◆ What is required
Rewrite each of the rows below, changing "noun phrase" to "descriptive phrase" and leaving everything else as it is.
--- Dataset entries ---
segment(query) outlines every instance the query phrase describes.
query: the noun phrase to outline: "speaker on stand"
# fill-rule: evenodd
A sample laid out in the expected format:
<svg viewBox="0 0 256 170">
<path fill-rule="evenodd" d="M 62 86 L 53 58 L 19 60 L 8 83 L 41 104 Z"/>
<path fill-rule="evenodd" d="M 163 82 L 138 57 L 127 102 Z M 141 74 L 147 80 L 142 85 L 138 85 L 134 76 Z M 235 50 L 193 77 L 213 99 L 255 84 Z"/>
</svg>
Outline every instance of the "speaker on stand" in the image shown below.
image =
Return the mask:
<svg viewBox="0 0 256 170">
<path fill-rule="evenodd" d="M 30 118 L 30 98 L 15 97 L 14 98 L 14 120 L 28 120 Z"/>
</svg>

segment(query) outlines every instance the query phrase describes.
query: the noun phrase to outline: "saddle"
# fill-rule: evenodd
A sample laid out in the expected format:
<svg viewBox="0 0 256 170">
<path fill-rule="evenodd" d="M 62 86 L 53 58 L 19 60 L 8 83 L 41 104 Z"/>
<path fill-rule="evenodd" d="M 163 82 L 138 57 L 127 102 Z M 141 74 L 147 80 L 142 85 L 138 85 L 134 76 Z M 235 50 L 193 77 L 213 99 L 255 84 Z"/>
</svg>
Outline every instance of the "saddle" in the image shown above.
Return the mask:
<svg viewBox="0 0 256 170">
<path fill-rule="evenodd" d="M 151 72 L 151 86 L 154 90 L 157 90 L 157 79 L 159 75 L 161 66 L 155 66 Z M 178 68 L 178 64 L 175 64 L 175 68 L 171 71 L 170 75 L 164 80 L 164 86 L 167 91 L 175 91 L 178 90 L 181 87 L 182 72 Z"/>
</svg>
---
◆ Correct response
segment(query) outlines every instance the query phrase describes.
query: the descriptive phrase to outline: "speaker on stand"
# fill-rule: evenodd
A sample laid out in the expected format:
<svg viewBox="0 0 256 170">
<path fill-rule="evenodd" d="M 62 86 L 53 58 L 19 60 L 8 83 L 41 104 Z"/>
<path fill-rule="evenodd" d="M 163 82 L 138 57 L 127 102 Z M 141 74 L 147 80 L 142 85 L 138 85 L 134 76 Z M 235 50 L 193 77 L 213 99 L 255 84 Z"/>
</svg>
Outline every instance of the "speaker on stand" in the image shown below.
image =
Return the mask:
<svg viewBox="0 0 256 170">
<path fill-rule="evenodd" d="M 30 118 L 30 98 L 15 97 L 14 98 L 14 120 L 28 120 Z"/>
</svg>

segment(query) outlines every instance the query phrase describes.
query: the descriptive phrase to outline: "saddle"
# fill-rule: evenodd
A sample laid out in the expected format:
<svg viewBox="0 0 256 170">
<path fill-rule="evenodd" d="M 62 86 L 53 58 L 19 60 L 8 83 L 41 104 Z"/>
<path fill-rule="evenodd" d="M 163 82 L 138 57 L 127 102 Z M 141 74 L 147 80 L 142 85 L 138 85 L 134 76 Z M 235 50 L 193 77 L 213 99 L 255 84 Z"/>
</svg>
Outline every instance of the "saddle" in the image shown above.
Return the mask:
<svg viewBox="0 0 256 170">
<path fill-rule="evenodd" d="M 151 72 L 151 86 L 154 90 L 157 90 L 157 79 L 159 75 L 161 66 L 155 66 Z M 178 68 L 178 64 L 175 64 L 175 68 L 171 71 L 170 75 L 164 80 L 164 86 L 167 91 L 175 91 L 178 90 L 181 87 L 182 72 Z"/>
</svg>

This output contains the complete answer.